◆ AIM OF THE TASK
Only a number is expected: how many lines in the entries that follow contain the word "positive"?

Dataset entries
————
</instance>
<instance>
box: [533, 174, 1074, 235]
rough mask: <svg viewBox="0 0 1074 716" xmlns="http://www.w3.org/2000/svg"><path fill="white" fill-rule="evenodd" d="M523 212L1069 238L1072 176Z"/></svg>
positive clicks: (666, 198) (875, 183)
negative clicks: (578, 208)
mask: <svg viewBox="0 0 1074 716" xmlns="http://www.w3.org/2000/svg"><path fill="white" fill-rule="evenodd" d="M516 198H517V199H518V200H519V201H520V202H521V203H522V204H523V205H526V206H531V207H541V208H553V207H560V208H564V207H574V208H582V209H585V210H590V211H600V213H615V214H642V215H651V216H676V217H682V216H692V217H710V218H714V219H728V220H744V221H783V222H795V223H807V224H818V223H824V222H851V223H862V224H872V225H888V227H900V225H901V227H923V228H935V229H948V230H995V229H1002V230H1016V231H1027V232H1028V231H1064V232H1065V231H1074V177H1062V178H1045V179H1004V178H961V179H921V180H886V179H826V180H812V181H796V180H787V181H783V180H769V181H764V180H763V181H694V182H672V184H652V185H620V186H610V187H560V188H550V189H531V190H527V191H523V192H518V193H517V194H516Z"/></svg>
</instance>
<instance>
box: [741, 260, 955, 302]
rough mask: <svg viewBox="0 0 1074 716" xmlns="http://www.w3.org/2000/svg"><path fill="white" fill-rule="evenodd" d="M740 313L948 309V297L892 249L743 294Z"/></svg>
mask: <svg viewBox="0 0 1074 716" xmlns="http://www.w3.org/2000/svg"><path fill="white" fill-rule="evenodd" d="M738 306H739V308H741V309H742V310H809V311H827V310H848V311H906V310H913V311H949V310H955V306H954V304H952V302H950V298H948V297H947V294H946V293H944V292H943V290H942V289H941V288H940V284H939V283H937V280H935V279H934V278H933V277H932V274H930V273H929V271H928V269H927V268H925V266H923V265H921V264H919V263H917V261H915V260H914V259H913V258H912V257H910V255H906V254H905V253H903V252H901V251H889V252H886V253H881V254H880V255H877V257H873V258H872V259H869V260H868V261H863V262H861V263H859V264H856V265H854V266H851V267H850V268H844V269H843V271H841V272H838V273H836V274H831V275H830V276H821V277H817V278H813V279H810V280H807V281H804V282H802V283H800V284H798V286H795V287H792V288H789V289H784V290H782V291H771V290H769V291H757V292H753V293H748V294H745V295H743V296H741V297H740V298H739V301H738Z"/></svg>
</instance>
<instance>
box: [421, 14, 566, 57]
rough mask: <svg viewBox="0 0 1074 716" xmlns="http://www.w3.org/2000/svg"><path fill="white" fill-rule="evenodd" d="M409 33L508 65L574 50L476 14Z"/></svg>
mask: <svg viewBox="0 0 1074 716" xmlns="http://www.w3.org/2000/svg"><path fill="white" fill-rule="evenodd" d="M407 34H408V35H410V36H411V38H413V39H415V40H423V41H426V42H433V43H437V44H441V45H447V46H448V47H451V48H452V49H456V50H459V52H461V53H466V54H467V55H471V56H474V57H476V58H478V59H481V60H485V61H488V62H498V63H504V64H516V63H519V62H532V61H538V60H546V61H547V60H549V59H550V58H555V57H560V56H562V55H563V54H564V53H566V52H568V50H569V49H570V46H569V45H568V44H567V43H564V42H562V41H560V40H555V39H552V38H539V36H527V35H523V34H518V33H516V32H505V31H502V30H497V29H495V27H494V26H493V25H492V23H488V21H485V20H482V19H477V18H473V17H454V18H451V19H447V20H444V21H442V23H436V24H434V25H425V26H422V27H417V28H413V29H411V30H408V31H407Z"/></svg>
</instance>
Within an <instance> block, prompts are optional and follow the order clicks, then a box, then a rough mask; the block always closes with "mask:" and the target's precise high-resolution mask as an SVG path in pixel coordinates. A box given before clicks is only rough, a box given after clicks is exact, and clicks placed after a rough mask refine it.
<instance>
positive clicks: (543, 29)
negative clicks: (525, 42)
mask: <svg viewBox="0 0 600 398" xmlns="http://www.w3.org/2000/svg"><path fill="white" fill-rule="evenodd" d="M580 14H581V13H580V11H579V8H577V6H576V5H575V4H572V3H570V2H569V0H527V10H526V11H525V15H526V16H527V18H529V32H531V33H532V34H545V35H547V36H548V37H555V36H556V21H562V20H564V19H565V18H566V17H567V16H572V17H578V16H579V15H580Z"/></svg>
————
◆ RESPONSE BELOW
2